**Selected text**
----------------------------------------

Path hints reduce guessing, and they’re worth having — but they’re model-dependent and fragile, and they don’t make the tool layer safe. A different model, a reworded question, a path the hint list forgot, and you’re back to a 404 burst tripping the breaker. Breaker-safety has to live in the deterministic tool layer, not in a prompt the next model release might ignore.
The fix
Treat 404 as a null-valued result, not an error. Return {"value": None}
instead of raising — and keep raising on everything that’s a real fault (5xx,
connection errors, timeouts), because those are exactly what the breaker should
see and act on.
async def get_value(self, path: str) -> dict:
"""Fetch a value object from the upstream API.
A 404 means the upstream simply doesn't publish that path — a normal
"not available" result, not a failure. We return a null-valued dict
rather than raising, so missing/guessed paths don't register as tool
failures (which can trip the client's consecutive-failure circuit
breaker). Any other HTTP error (5xx, etc.) is a real fault and still
raises.

----------------------------------------

**Given data**
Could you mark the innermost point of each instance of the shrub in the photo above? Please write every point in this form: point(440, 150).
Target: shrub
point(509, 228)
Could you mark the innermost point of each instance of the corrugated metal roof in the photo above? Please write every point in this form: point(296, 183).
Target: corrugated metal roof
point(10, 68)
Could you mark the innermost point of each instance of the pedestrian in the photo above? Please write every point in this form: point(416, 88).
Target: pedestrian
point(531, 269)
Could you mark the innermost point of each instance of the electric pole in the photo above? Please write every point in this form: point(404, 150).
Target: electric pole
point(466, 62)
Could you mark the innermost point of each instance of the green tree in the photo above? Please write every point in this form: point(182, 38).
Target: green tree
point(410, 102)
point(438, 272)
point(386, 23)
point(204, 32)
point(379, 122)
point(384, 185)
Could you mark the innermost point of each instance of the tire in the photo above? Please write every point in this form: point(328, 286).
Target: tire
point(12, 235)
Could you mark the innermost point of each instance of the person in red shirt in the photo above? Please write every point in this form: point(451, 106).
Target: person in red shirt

----------------------------------------

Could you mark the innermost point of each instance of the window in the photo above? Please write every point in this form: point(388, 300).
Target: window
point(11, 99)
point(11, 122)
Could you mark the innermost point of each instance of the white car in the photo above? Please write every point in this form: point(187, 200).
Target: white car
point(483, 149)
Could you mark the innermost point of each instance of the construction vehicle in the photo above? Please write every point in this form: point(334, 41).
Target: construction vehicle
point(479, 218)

----------------------------------------

**What this task involves**
According to the text on handling 404 responses, what should the tool return instead of raising an error when it gets a 404? The rows come from a different source than the text above.

**Completed exercise**
It should return a null-valued result, {"value": None}.